Start of RECORDS

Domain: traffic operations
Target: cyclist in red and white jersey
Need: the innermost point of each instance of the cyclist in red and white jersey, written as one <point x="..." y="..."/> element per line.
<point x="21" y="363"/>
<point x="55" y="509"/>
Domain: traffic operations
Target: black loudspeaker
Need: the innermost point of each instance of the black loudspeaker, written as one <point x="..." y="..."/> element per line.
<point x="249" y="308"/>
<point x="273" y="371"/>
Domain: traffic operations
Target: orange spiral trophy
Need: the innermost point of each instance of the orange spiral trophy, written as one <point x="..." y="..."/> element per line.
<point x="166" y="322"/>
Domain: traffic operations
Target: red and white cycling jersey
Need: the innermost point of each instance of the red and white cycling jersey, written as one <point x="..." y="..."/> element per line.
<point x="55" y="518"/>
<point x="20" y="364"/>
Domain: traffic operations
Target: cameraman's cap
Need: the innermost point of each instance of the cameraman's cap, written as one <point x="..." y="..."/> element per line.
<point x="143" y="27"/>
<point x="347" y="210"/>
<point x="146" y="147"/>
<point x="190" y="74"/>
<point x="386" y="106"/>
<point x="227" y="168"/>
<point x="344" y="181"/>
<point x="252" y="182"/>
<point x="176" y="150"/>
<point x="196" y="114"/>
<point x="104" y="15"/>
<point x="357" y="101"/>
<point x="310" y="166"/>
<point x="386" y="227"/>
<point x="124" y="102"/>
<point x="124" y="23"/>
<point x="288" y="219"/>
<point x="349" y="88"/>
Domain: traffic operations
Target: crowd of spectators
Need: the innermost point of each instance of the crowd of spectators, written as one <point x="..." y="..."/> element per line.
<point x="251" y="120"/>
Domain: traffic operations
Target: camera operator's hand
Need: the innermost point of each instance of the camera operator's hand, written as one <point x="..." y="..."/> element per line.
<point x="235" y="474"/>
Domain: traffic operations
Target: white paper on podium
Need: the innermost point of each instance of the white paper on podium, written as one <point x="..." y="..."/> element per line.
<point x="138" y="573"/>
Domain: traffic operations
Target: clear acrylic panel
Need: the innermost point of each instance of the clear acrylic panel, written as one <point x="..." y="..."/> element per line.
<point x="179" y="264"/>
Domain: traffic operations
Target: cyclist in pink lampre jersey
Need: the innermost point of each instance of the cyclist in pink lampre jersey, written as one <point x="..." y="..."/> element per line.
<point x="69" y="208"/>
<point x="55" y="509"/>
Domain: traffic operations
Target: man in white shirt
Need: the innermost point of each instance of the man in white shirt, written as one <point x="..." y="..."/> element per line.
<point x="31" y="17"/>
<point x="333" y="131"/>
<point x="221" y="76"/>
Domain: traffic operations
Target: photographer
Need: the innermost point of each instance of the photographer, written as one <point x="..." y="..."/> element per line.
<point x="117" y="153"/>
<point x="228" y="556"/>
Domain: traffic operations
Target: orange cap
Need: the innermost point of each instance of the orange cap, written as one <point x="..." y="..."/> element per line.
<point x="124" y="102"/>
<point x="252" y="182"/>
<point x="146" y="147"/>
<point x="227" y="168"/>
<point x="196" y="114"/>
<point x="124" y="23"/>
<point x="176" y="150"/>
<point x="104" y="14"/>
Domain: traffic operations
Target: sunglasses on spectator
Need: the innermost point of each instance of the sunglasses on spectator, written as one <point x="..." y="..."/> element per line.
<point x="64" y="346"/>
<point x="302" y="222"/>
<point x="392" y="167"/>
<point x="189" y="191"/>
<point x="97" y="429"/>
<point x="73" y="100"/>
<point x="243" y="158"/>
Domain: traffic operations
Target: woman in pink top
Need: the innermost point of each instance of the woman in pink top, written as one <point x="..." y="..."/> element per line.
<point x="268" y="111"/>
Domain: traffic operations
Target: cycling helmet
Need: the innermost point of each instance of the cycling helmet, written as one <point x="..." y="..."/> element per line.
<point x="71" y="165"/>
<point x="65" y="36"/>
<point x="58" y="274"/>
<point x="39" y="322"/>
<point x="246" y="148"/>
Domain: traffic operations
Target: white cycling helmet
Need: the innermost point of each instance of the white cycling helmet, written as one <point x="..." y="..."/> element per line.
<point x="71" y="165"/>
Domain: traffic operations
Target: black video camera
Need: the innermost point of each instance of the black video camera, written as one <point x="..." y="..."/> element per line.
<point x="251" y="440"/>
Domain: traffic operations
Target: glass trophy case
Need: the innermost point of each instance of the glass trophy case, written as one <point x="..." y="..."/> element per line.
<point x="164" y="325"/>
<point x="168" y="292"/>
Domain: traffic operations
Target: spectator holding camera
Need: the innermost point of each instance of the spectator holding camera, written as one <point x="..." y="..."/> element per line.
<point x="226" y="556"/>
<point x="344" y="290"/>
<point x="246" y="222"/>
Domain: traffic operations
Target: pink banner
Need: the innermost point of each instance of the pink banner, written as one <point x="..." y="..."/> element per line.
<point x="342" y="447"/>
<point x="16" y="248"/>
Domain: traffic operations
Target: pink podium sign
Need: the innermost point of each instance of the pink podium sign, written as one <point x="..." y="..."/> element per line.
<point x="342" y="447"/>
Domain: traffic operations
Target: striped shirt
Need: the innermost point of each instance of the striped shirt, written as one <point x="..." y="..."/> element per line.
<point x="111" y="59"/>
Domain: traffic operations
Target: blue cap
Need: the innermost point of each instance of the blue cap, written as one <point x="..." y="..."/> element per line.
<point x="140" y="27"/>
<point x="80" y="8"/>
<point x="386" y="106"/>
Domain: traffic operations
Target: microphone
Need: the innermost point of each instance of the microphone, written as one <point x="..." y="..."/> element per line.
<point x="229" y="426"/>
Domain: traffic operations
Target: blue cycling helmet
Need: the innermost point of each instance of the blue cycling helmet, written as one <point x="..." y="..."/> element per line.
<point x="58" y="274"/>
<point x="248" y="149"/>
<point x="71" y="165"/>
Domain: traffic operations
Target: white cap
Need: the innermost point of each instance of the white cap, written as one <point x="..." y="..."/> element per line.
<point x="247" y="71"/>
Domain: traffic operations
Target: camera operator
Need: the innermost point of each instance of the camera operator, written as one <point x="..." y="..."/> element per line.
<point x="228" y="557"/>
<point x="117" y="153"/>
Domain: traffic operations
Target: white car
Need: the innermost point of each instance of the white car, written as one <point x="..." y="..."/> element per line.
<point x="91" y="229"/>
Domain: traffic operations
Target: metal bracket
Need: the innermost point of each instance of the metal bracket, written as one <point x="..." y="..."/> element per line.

End of RECORDS

● **WHAT IS REQUIRED**
Repeat the records, every one of them, without any deviation.

● **FINAL ANSWER**
Domain: traffic operations
Target: cyclist in red and white jersey
Need: the innermost point of each instance of the cyclist in red and white jersey, written as one <point x="..." y="..."/> element per line.
<point x="21" y="363"/>
<point x="55" y="509"/>
Domain: traffic operations
Target: black loudspeaker
Need: the innermost point of each instance of the black loudspeaker, written as one <point x="..." y="..."/> element per line.
<point x="249" y="308"/>
<point x="273" y="371"/>
Domain: traffic operations
Target: orange spiral trophy
Need: the innermost point of each instance of the orange spiral trophy, written as one <point x="..." y="..."/> element per line.
<point x="166" y="322"/>
Domain: traffic operations
Target: red and white cycling jersey
Need: the innermost point of each instance of the red and white cycling jersey, written as one <point x="..." y="..."/> element per line.
<point x="55" y="518"/>
<point x="20" y="364"/>
Domain: traffic operations
Target: cameraman's cap
Need: the innermost point of each instance of the cameraman's cap, written as one <point x="..." y="..."/> element per line.
<point x="143" y="27"/>
<point x="347" y="210"/>
<point x="146" y="147"/>
<point x="190" y="74"/>
<point x="386" y="106"/>
<point x="227" y="168"/>
<point x="344" y="181"/>
<point x="252" y="182"/>
<point x="176" y="150"/>
<point x="196" y="114"/>
<point x="104" y="15"/>
<point x="357" y="101"/>
<point x="310" y="166"/>
<point x="386" y="227"/>
<point x="124" y="102"/>
<point x="124" y="23"/>
<point x="288" y="219"/>
<point x="349" y="88"/>
Domain: traffic operations
Target: crowd of spectators
Need: the innermost point of each instance of the crowd of spectators, written as one <point x="..." y="..."/> element per line.
<point x="251" y="120"/>
Domain: traffic operations
Target: camera operator's hand
Need: the innermost point of each instance of the camera operator's hand, written as one <point x="..." y="..."/> element per line.
<point x="235" y="474"/>
Domain: traffic operations
Target: white paper on podium
Need: the innermost point of each instance of the white paper on podium, written as one <point x="..." y="..."/> element per line.
<point x="138" y="573"/>
Domain: traffic operations
Target: clear acrylic panel
Need: the innermost point of each instance of the clear acrylic panel, written as one <point x="..." y="..."/> element per line.
<point x="179" y="264"/>
Domain: traffic operations
Target: cyclist in pink lampre jersey
Need: the innermost point of each instance of the cyclist in pink lampre jersey, written as one <point x="..." y="..."/> element per line.
<point x="69" y="208"/>
<point x="55" y="509"/>
Domain: traffic operations
Target: man in white shirt
Need: the innermost point of each instance of the man in white shirt, written as one <point x="..." y="..."/> element per line.
<point x="31" y="17"/>
<point x="333" y="131"/>
<point x="221" y="76"/>
Domain: traffic operations
Target: photographer
Need: the innermost point of each instance of the photographer, written as one <point x="..." y="..."/> element per line.
<point x="117" y="153"/>
<point x="228" y="556"/>
Domain: traffic operations
Target: orange cap
Need: the innermost point of each instance of the orange cap, written as one <point x="..." y="..."/> element per line.
<point x="124" y="102"/>
<point x="252" y="182"/>
<point x="146" y="147"/>
<point x="227" y="168"/>
<point x="196" y="114"/>
<point x="124" y="23"/>
<point x="176" y="150"/>
<point x="104" y="14"/>
Domain: traffic operations
Target: sunglasses on spectator
Need: the innermost point of each instance of the sunglasses on spectator, written as one <point x="..." y="..."/> element per line.
<point x="64" y="346"/>
<point x="302" y="222"/>
<point x="392" y="167"/>
<point x="189" y="191"/>
<point x="97" y="429"/>
<point x="73" y="100"/>
<point x="243" y="158"/>
Domain: traffic operations
Target: woman in pink top
Need: the innermost point of each instance of the woman in pink top, written as one <point x="..." y="..."/> element per line.
<point x="268" y="111"/>
Domain: traffic operations
Target: cycling helmet
Need: the innermost point of each instance of the cycling helmet, written as one <point x="..." y="..."/> element per line.
<point x="71" y="165"/>
<point x="65" y="36"/>
<point x="58" y="274"/>
<point x="39" y="322"/>
<point x="246" y="148"/>
Domain: traffic operations
Target: white cycling helmet
Need: the innermost point of each instance of the white cycling helmet, written as one <point x="..." y="..."/> element per line.
<point x="71" y="165"/>
Domain: traffic operations
Target: black video camera
Need: the innermost point of each instance of the black video camera, written as one <point x="..." y="..."/> element per line.
<point x="251" y="440"/>
Domain: traffic operations
Target: glass trophy case
Need: the innermost point of each instance of the glass trophy case, written as one <point x="..." y="..."/> element per line.
<point x="164" y="325"/>
<point x="168" y="292"/>
Domain: traffic operations
Target: spectator holding camera
Need: the innermost point of each instance of the spectator holding camera, written as one <point x="..." y="..."/> element per line.
<point x="226" y="556"/>
<point x="344" y="290"/>
<point x="246" y="222"/>
Domain: traffic operations
Target: pink banner
Need: the innermost point of each instance of the pink banner, written as one <point x="..." y="..."/> element per line.
<point x="342" y="447"/>
<point x="16" y="248"/>
Domain: traffic operations
Target: pink podium sign
Need: the innermost point of each instance of the pink podium sign, written as one <point x="..." y="..."/> element per line.
<point x="342" y="447"/>
Domain: traffic operations
Target: striped shirt
Need: the innermost point of each instance of the striped shirt, written as one <point x="..." y="..."/> element per line.
<point x="111" y="59"/>
Domain: traffic operations
Target: blue cap
Need: the innermost point of each instance of the blue cap, written as one <point x="..." y="..."/> element per line.
<point x="140" y="27"/>
<point x="80" y="8"/>
<point x="386" y="106"/>
Domain: traffic operations
Target: microphone
Need: the innermost point of each instance of the microphone, written as one <point x="..." y="..."/> element per line.
<point x="229" y="426"/>
Domain: traffic operations
Target: blue cycling helmet
Need: the innermost point of each instance of the blue cycling helmet, written as one <point x="..." y="..."/> element per line.
<point x="58" y="274"/>
<point x="248" y="149"/>
<point x="71" y="165"/>
Domain: traffic operations
Target: white cap
Need: the innermost point of each instance of the white cap, written as one <point x="..." y="..."/> element per line.
<point x="247" y="71"/>
Domain: traffic operations
Target: camera operator
Need: the innermost point of each instance of the camera operator, written as one <point x="..." y="..."/> element per line.
<point x="228" y="557"/>
<point x="117" y="153"/>
Domain: traffic operations
Target: white car
Need: the innermost point of each instance of the white car, written as one <point x="..." y="..."/> element per line.
<point x="91" y="229"/>
Domain: traffic operations
Target: metal bracket
Need: the innermost point of each instance of the metal bracket, written as one <point x="..." y="..."/> element per line.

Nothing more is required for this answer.